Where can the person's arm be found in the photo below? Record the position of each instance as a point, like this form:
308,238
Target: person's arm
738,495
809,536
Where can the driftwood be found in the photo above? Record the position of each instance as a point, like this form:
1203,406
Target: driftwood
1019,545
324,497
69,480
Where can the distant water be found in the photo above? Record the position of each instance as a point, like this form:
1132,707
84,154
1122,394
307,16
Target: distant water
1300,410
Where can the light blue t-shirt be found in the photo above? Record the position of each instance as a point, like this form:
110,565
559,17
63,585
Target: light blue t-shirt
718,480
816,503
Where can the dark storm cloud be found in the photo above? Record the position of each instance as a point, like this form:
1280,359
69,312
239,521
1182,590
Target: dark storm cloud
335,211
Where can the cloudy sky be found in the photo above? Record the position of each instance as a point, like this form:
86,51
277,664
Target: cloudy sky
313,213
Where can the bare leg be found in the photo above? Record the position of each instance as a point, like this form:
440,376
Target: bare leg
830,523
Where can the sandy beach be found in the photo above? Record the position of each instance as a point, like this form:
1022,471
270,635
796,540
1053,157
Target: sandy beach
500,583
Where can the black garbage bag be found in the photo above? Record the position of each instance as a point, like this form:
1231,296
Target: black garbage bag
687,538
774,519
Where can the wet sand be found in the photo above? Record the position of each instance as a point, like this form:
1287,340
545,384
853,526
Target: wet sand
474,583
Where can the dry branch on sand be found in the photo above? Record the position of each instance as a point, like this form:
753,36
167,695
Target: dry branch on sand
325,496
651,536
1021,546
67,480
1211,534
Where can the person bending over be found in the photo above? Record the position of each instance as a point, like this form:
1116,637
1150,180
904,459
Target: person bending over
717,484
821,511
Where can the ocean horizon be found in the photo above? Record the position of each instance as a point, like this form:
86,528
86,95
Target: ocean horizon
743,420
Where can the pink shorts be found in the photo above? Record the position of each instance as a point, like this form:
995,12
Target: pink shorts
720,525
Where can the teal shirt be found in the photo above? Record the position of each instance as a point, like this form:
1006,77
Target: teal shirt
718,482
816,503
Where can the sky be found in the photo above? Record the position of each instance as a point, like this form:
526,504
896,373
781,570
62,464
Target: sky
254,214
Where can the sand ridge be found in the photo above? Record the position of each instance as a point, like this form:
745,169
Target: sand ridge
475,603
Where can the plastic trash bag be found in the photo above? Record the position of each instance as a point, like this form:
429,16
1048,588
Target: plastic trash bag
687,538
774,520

....................

The full listing above should be reproduced exactly.

Where can the person's arm be found in the photo below? Record the position of each instance as a point, like this form:
308,238
Target: person's arm
738,495
809,536
Where can the driftwood be found in the photo above? Record the position of each instance as a point, like this form:
1203,406
Target: driftwood
1019,545
324,497
69,480
Where can the distant water be found in the photo above? Record the position of each instance as a point, like this form:
1132,707
84,154
1122,394
307,16
Target: distant water
1300,410
Where can the light blue t-shirt be found in the photo above? Record the position of each instance as a point, like this form:
110,565
559,17
63,585
Target: light blue t-shirt
718,480
816,503
Where can the dark storm cloud be found in the photo above? Record the position of each instance as a point, like this form:
1280,359
69,312
239,521
1182,590
Target: dark storm cloud
335,211
Where can the cloudy sky be found in the photo above? Record the position of each instance as a point, like this form:
86,51
277,664
Target: cloudy sky
313,213
Where can the bare leg be found in the photo above? Record the position of each instance as a point, like this form:
440,376
Target: bare leg
830,523
Where can the sandy beach be found in the photo above? Record the position of each instance as a point, like this form:
1022,471
270,635
796,540
1053,157
Target: sandy beach
500,583
Where can the black garbage bag be found in the photo above? Record the position of each instance as a point, like this form:
1231,296
Target: black garbage bag
687,538
774,519
Where can the wet sand be found in the photo above? Record the position of each instance as a point, like this form:
1287,340
545,384
853,526
Target: wet sand
474,583
Where can the dry branch on sand be found in the photo above? Record the position of each instance as a point, like this form:
753,36
167,695
Target: dry branch on sand
325,496
651,536
1021,546
67,480
1211,534
Where can the person bending over be found in the photo above? Record the position of each instance as a point, like this form:
1116,637
1150,180
904,459
Target: person bending over
717,484
821,511
Where can the ocean horizon be found in the photo above? Record the position of each instance as a point, like this form:
86,528
86,95
Target: ocean horizon
743,420
Where can the pink shorts be found in the photo above? Record the position of each instance as a point, like this form:
995,12
Target: pink shorts
720,525
Where can the teal shirt be found in the photo above? Record the position of each instance as a point, like this form:
1006,77
Target: teal shirt
718,482
816,503
Where can the sky be found in the photo above? Record the position of each instance as a point, like this form:
526,504
896,373
781,570
62,464
Target: sky
254,214
Where can the sand ridge be found in the photo above? Record the position of each instance as a point, like this form:
745,169
Target: sand ridge
475,603
Where can the plastic trash bag be found in the photo above? Record the position of each instance as a point, like this form:
429,16
1048,588
Target: plastic trash bag
687,538
774,520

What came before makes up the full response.